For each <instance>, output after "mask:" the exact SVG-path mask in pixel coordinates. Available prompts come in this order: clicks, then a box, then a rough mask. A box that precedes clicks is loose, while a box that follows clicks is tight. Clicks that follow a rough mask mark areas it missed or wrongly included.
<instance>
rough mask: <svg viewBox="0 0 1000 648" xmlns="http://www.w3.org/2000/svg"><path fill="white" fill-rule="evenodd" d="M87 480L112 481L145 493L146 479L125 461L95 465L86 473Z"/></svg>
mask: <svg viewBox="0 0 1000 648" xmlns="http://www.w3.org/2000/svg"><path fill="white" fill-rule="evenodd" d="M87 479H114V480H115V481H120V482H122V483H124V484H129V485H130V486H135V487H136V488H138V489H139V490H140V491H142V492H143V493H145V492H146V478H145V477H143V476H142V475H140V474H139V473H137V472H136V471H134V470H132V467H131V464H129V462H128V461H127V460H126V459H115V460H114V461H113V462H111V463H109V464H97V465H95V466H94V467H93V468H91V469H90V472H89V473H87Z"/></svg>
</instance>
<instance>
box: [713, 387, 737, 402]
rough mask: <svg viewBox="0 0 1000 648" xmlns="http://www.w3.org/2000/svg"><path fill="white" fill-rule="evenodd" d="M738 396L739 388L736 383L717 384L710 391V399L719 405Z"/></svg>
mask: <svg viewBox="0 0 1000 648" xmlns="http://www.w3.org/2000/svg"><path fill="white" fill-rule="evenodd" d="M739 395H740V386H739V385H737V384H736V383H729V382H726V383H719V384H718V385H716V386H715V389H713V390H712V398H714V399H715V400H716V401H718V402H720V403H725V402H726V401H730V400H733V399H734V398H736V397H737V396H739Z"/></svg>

→ What you will do: I would like you to report every line in the listing above that contains "instance".

→ Solution for this problem:
For each <instance>, output after "mask:" the exact SVG-path mask in pixel coordinates. Available prompts come in this order: clicks, then a box, then a rough mask. A box that precedes clicks is loose, while a box that follows clicks is tight. Clicks that follow a rough mask mark areas it missed or wrongly included.
<instance>
</instance>
<instance>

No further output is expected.